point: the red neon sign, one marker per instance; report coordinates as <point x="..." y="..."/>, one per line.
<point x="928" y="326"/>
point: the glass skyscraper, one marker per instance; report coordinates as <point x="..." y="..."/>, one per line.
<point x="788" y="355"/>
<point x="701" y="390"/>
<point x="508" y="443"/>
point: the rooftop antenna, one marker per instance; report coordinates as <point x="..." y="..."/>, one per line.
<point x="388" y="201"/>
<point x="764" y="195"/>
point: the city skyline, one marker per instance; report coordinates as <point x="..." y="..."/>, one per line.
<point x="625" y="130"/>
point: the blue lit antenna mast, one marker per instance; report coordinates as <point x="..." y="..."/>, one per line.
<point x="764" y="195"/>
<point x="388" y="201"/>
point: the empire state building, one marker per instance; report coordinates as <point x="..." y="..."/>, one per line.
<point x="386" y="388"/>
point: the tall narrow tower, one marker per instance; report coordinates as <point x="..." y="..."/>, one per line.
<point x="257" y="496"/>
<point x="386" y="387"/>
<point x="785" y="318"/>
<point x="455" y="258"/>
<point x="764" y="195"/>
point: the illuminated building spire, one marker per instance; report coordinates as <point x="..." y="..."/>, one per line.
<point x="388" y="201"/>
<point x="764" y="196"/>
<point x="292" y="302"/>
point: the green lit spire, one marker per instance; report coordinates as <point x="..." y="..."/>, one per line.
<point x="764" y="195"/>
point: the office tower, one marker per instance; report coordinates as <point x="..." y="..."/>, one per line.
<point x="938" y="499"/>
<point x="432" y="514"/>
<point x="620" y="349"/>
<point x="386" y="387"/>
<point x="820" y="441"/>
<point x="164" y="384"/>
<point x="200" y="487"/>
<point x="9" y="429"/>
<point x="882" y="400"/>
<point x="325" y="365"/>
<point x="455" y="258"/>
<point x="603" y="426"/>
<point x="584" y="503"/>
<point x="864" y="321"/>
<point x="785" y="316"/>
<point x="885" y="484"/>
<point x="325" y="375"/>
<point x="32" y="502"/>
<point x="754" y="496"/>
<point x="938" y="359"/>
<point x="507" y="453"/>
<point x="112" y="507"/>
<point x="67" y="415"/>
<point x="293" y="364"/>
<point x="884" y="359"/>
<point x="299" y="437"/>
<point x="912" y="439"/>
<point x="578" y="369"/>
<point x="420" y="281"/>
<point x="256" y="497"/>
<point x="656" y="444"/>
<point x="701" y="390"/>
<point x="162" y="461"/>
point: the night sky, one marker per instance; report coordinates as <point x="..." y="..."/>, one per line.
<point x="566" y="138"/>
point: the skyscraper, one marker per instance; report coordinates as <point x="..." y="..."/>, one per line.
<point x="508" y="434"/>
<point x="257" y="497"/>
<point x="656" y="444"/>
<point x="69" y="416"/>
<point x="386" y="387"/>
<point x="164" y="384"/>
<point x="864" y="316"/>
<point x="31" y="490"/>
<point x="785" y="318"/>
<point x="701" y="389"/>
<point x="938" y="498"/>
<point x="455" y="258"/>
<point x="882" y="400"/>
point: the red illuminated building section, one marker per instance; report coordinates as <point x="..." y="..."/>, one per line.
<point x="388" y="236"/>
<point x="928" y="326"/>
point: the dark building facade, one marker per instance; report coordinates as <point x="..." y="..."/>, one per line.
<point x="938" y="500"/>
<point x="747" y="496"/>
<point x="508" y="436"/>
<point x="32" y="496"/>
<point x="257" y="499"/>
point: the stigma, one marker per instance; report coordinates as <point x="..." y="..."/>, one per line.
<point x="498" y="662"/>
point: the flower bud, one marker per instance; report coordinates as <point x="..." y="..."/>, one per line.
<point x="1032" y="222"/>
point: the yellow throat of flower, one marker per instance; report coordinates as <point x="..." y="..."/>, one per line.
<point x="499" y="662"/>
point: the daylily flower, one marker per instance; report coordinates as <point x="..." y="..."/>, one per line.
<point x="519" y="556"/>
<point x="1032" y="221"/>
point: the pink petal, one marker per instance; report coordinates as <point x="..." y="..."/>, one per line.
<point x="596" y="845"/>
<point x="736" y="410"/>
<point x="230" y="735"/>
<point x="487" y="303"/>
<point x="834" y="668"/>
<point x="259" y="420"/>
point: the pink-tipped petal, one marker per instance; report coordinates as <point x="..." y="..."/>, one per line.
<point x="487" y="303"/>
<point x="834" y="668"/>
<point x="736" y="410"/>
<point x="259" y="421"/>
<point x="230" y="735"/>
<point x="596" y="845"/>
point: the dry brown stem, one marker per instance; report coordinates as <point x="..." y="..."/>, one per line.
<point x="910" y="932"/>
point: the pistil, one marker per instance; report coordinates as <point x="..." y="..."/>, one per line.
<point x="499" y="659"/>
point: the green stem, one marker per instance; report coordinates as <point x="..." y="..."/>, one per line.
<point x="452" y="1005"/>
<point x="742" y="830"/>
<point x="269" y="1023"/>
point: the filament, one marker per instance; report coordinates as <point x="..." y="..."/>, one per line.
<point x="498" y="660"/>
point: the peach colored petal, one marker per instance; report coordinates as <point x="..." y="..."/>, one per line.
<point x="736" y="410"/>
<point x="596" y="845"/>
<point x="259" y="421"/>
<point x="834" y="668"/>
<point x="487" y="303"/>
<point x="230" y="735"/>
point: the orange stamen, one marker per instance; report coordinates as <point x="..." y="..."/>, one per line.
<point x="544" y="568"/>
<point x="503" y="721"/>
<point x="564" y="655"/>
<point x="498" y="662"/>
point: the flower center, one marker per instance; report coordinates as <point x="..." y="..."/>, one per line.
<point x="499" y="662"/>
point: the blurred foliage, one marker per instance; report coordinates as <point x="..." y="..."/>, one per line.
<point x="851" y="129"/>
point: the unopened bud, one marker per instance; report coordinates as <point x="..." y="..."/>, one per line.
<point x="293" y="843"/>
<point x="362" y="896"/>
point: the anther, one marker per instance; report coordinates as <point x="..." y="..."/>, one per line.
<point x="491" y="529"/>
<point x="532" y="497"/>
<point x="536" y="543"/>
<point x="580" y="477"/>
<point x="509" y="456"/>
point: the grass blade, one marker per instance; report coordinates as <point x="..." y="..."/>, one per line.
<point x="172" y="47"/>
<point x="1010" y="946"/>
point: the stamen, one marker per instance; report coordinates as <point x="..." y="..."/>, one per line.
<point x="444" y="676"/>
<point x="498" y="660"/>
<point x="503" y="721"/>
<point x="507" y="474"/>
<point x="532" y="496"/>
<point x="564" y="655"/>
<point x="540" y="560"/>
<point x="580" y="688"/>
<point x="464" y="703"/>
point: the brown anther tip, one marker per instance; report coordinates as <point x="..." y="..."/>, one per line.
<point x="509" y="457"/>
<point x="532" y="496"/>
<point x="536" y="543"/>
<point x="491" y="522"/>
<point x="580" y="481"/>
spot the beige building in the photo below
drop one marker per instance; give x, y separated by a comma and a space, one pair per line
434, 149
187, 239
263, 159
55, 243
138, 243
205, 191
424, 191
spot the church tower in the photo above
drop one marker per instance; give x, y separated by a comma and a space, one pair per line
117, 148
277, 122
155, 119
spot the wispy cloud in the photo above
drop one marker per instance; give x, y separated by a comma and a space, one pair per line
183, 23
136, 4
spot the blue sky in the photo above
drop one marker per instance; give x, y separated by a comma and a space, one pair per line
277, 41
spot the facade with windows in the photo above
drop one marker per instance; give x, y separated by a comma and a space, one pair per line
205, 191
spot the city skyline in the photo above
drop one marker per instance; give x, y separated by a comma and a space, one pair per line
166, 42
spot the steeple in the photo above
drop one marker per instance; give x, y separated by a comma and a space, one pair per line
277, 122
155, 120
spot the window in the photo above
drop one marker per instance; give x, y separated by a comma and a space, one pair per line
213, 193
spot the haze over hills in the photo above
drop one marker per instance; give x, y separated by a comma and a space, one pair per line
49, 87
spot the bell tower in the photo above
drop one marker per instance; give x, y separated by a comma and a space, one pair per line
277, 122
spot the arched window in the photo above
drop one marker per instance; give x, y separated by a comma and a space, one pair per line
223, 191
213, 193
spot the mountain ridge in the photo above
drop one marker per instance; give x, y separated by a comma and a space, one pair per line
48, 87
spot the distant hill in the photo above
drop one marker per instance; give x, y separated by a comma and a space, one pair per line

★ ★ ★

◆ WRITTEN INSTRUCTION ◆
Set down, word for word, only the lines running from the line with "spot the steeple in the photo above" to the last line of the listing above. Both of those lines belong in your answer.

◆ FINAL RESULT ◆
spot the steeple in the photo above
drop one marker per instance; give x, y separated by a comma and a space, one pair per line
277, 122
155, 120
spot the window in the photo above
drop one marker per instance; give x, y separated by a comma and a space, one pair per line
213, 193
spot the haze over hills in the photo above
drop one marker per instance; give x, y separated by a comma and a space, one pair per line
49, 87
spot the bell tower in the photo above
drop one marker per instance; give x, y separated by a comma and a space, one pair per line
277, 122
spot the arched window in the photo above
drop one marker per instance; give x, y separated by a comma and a space, one pair per line
223, 191
213, 193
spot the mountain ridge in the photo above
drop one marker per instance; give x, y separated by a comma and a space, one pair per line
48, 87
spot the distant hill in the photo above
drop one marker per instance; give x, y separated by a comma and a space, one pair per line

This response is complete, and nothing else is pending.